Present every line of the records below as a numbered list, leaving out any blank lines. Omit the pictures from your answer.

[Source records]
## start

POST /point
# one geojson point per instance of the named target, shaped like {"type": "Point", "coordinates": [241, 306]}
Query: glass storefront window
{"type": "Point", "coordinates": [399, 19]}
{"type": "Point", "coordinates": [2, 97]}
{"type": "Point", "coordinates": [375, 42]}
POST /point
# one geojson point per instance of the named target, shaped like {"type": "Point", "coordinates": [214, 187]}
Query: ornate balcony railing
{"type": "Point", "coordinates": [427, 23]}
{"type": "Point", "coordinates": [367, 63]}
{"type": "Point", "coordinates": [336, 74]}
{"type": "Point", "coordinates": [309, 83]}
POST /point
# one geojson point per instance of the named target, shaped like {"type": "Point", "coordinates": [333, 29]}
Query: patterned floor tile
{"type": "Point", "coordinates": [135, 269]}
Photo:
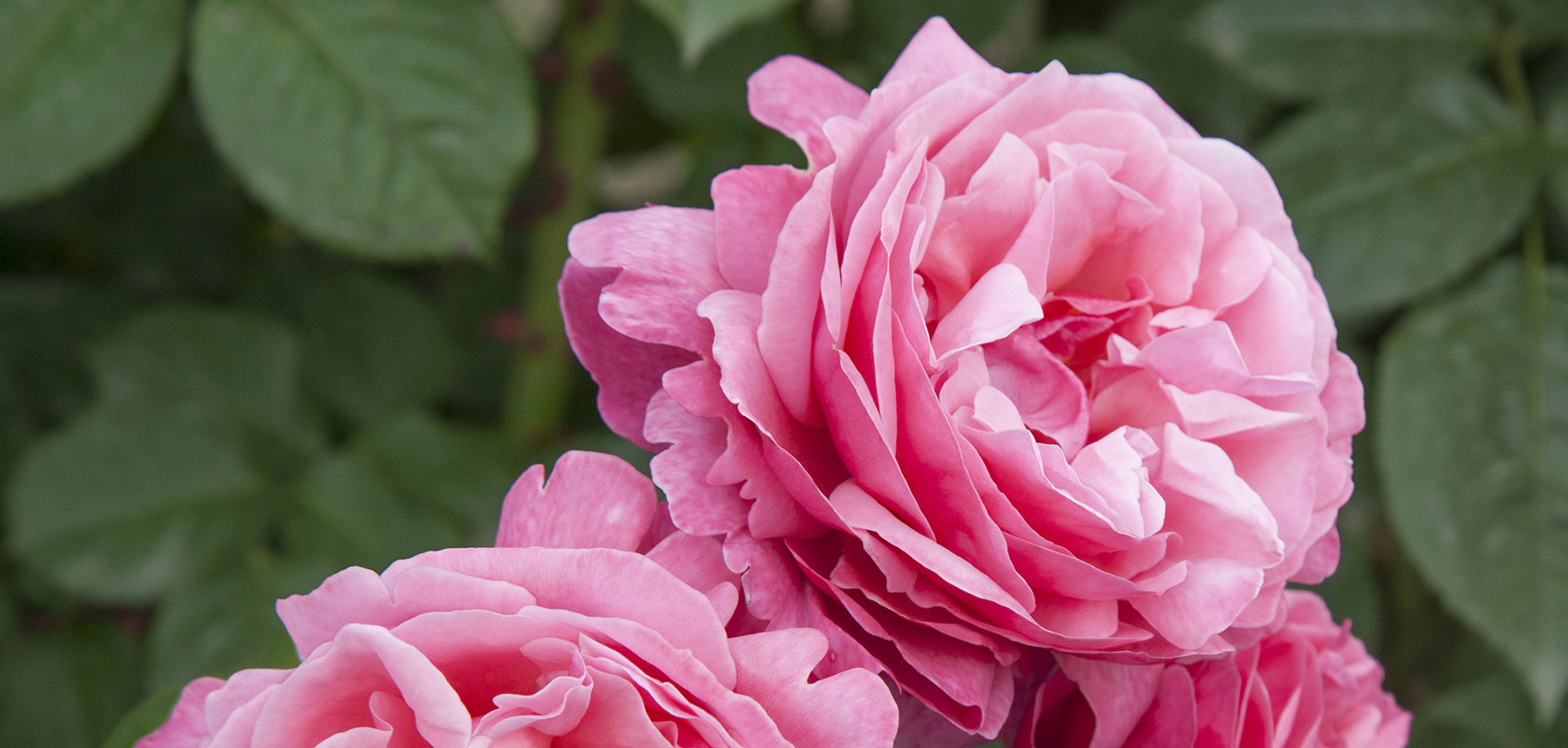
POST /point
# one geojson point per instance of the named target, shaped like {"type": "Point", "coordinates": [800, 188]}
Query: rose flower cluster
{"type": "Point", "coordinates": [1019, 404]}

## end

### Result below:
1. POST /point
2. # one geojson point per instance of the named target, shaped like {"type": "Point", "coordinates": [241, 306]}
3. Query: glass storefront window
4. {"type": "Point", "coordinates": [399, 19]}
5. {"type": "Point", "coordinates": [2, 97]}
6. {"type": "Point", "coordinates": [375, 42]}
7. POST /point
8. # one geojson point per instance of the named target, shaped like {"type": "Point", "coordinates": [214, 187]}
9. Query: ornate balcony railing
10. {"type": "Point", "coordinates": [427, 23]}
11. {"type": "Point", "coordinates": [367, 63]}
12. {"type": "Point", "coordinates": [336, 74]}
13. {"type": "Point", "coordinates": [309, 83]}
14. POST /point
15. # one geojson point per instance of the named target, shaped like {"type": "Point", "coordinates": [333, 29]}
16. Query: patterned floor tile
17. {"type": "Point", "coordinates": [135, 269]}
18. Photo:
19. POST /point
20. # one geojson point per instance of the named target, shaped like {"type": "Point", "coordinates": [800, 188]}
21. Query: rose flower cluster
22. {"type": "Point", "coordinates": [1019, 404]}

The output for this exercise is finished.